TASK BRIEF:
Exclude the images and repeat all remaining entries exactly.
---------- WORKING DATA ----------
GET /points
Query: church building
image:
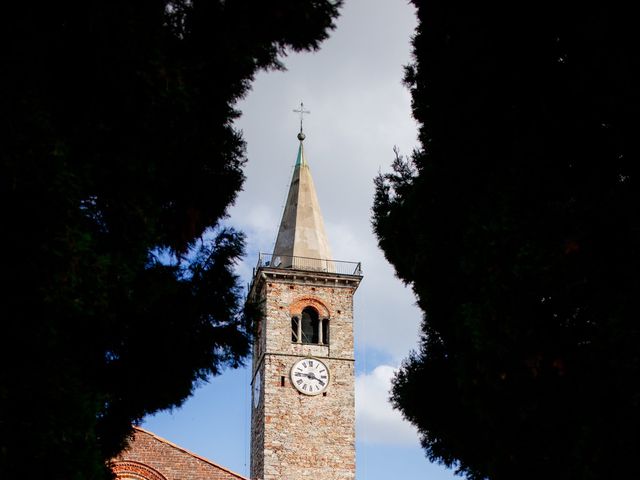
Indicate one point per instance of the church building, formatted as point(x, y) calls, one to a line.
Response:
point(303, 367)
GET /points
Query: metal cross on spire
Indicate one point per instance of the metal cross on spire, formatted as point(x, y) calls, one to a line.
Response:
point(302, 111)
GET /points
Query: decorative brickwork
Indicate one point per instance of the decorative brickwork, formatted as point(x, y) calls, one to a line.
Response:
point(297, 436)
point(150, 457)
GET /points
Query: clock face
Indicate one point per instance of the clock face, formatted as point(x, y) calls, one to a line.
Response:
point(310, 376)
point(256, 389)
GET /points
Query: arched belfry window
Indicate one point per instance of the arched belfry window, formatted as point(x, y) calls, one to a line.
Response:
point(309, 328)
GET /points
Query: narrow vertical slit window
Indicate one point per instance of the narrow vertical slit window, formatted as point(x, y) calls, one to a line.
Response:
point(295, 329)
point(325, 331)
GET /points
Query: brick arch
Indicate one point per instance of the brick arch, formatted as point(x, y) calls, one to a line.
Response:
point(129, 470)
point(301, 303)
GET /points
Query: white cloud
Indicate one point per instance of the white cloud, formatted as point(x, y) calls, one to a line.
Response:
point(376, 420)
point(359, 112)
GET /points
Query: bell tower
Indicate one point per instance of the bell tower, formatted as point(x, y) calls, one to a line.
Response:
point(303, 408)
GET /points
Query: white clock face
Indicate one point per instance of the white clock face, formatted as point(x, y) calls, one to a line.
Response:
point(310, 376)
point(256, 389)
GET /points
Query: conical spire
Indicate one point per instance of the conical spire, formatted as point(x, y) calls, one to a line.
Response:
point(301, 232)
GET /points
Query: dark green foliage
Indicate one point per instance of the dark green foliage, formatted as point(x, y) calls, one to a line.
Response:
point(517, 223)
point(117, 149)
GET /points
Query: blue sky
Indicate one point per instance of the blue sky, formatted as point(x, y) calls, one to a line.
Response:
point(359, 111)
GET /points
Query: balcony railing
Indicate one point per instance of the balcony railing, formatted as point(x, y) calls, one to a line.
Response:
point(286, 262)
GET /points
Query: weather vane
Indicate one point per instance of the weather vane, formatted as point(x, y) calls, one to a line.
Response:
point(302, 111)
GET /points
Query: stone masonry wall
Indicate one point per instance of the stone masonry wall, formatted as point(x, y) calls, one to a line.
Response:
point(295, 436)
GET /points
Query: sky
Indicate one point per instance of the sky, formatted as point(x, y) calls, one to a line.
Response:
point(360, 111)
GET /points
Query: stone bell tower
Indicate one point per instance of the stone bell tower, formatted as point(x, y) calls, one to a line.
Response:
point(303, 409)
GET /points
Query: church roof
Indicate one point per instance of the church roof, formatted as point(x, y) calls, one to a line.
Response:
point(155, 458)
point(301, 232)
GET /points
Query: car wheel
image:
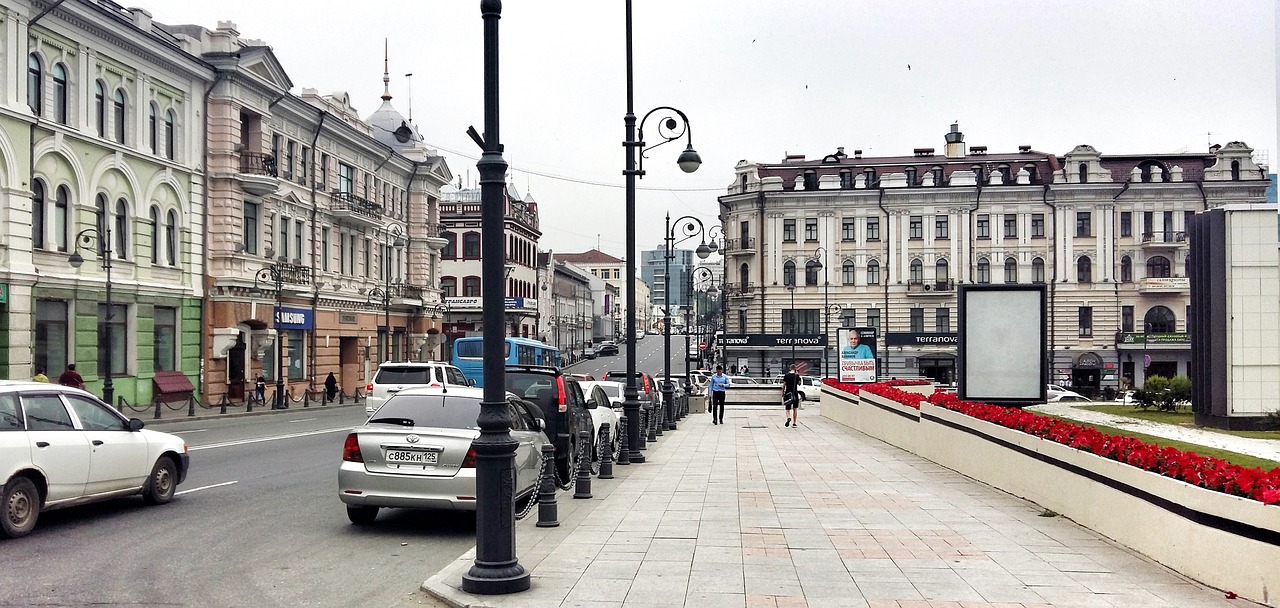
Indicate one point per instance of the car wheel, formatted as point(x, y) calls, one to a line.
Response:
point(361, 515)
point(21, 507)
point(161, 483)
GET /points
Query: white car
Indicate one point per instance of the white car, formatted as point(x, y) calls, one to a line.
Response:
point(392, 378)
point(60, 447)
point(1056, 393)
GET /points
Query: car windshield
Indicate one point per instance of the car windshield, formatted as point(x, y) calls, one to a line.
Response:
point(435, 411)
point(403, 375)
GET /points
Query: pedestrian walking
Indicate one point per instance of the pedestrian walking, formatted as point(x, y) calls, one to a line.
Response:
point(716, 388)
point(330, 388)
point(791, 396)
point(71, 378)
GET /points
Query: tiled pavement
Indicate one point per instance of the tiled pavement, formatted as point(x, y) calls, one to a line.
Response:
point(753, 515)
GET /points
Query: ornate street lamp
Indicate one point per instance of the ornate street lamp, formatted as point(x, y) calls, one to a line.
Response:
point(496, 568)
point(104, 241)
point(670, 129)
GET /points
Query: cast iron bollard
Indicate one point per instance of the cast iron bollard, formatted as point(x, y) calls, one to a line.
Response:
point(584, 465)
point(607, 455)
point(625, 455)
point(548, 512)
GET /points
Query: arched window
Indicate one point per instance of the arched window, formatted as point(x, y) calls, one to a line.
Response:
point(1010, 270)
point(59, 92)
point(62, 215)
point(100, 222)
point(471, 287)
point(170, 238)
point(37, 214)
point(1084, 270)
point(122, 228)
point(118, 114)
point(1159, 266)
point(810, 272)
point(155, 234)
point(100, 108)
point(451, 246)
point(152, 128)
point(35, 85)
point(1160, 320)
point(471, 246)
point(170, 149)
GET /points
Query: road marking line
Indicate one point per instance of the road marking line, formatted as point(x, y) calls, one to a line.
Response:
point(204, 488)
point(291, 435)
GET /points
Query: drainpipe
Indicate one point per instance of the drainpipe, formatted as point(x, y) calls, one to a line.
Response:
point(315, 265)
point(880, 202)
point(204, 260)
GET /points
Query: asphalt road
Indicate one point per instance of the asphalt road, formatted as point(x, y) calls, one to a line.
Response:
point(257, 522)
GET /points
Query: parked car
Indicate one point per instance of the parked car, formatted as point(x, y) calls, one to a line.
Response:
----------
THE COMPLETED TASK:
GET /points
Query: church building
image:
Indicate one point per instance of the church building, formatted as point(x, y) calls, one to a line.
Response:
point(303, 367)
GET /points
Query: metal cross on spire
Indicate one point per instance of the metal cross on spire, formatted as point(x, y) calls, one to a line.
Response:
point(302, 111)
GET /points
Query: decorative brickwork
Indicate one point per instance of the decorative brickwork, formatted as point(x, y) calls, one to a line.
Response:
point(297, 436)
point(150, 457)
GET /points
Query: clock face
Indicate one point per instance of the clock face, formatted as point(x, y) calls, one to a line.
Response:
point(310, 376)
point(256, 389)
GET /points
Query: arched belfry window
Indicate one point per instance of the arched belfry window, formatted as point(x, y) calls, one to a line.
Response:
point(309, 328)
GET /points
Query: narrow vertical slit window
Indicate one point per instance of the narrow vertical slit window, formatted as point(x, y) calls, one to a line.
Response:
point(295, 329)
point(325, 331)
GET /points
Query: brick arch
Indicate one point per instance of the brick arch, formatted as point(x, y) calls, one to a line.
Response:
point(129, 470)
point(301, 303)
GET /points
Query: white cloud
Indicate one point per instance of the white cloud, formatted as point(x, y) calls, one to a line.
Response:
point(376, 420)
point(359, 112)
GET /points
Query: bell tower
Indicate one point per instance of the bell tower, formatted as point(x, y) calls, one to a line.
Response:
point(303, 408)
GET /points
Query: white clock face
Indicate one point per instance of the white clock face, formatted as point(x, y) calls, one to a line.
Response:
point(310, 376)
point(256, 389)
GET /points
Query: conical spire
Indicate one point per instance of the conical spire, formatted as point(x, y) calls, one to a line.
Response:
point(301, 232)
GET /points
Query: dark green foliage
Indicate one point per instance of the dark green foliage, formatted as point(x, y) calls, one to a line.
Response:
point(517, 223)
point(117, 149)
GET /points
Query: blue sky
Indicate one point per instance of the blue sky, formatted as point(x, y) calls, one to a line.
Response:
point(359, 111)
GET /points
Query: balcony railing
Indicate one point per instance of the balcony railing, formatted as point(x, y) calls, one to a line.
Response:
point(286, 262)
GET /points
Query: weather vane
Indicate one point per instance of the weather vane, formatted as point(x, y) calls, one to a line.
Response:
point(302, 111)
GET /points
Query: stone masonry wall
Indicate one point per instance of the stone masonry wall, formatted as point(x, y) calls, one to a line.
Response:
point(295, 436)
GET /points
Query: sky
Indicate one point per instance of the sky, formatted as point(x, y) calls, one to a line.
Response:
point(360, 111)
GET /points
Query: stone bell tower
Indicate one point per instance of the stone bell tower, formatted as point(x, y) calls, one to a line.
Response:
point(303, 409)
GET /points
Query: church roof
Indicate one point per instance of the church roof, formatted as point(x, y) calls, one to a line.
Response:
point(155, 458)
point(301, 232)
GET /points
Query: car wheel
image:
Indicate one point per instance of the car wheel, formatted as point(x, y) calls, one to a line.
Response:
point(361, 515)
point(21, 507)
point(161, 483)
GET /points
Query: white car
Indicate one point per instance of the white car, formatted as point(x, y) calls, one to a line.
Response:
point(392, 378)
point(60, 447)
point(1056, 393)
GET /points
Query: car windshield
Indicate one point per instance of the car windshield, formatted as point(x, y) calls, one to a line.
Response:
point(435, 411)
point(403, 375)
GET /points
Query: pedestrian walking
Indicate one point per instance of the pedestrian walking, formatted as point(x, y) calls, one to a line.
Response:
point(716, 388)
point(330, 388)
point(791, 396)
point(71, 378)
GET /points
Query: tiled pavement
Indicate one point per instance of the tiled pavement, formatted as point(x, y) calls, one to a line.
Response:
point(753, 515)
GET /points
Query: ornate street lamp
Indicate one point per instance of the ornate street lamp, formatted as point(x, y) calls, one to a line.
Response:
point(496, 568)
point(104, 241)
point(670, 129)
GET /points
Query: cast iron bollard
Indicate one point per instance of the cast iron bollard, formatted as point(x, y) calls, one to a line.
Response:
point(584, 465)
point(607, 455)
point(625, 455)
point(548, 512)
GET /points
Query: arched window
Indicate one point per instance of the arched window, formatted as point(x, y) calls, one to a line.
Response:
point(1010, 270)
point(59, 92)
point(62, 215)
point(100, 222)
point(471, 287)
point(170, 238)
point(37, 214)
point(1084, 270)
point(122, 228)
point(118, 114)
point(1159, 266)
point(810, 272)
point(155, 234)
point(100, 108)
point(451, 246)
point(152, 128)
point(35, 85)
point(1160, 320)
point(471, 246)
point(170, 149)
GET /points
Query: road marking line
Indicate one point per instance of the road marking line, formatted as point(x, y) calls, one to a line.
Response:
point(204, 488)
point(291, 435)
GET /points
Query: drainpipe
Indicate one point per instance of the drainpipe, formatted as point(x, y) calls, one to a line.
Response:
point(315, 265)
point(880, 202)
point(204, 260)
GET /points
Query: asphalt road
Indicate one point per instance of the asphalt road, formatted as point(x, y) calls, one to a line.
Response:
point(257, 522)
GET /points
Query: parked car
Indicate one point per instance of the parked car, formatted as point(x, y) calls, one to a line.
Response:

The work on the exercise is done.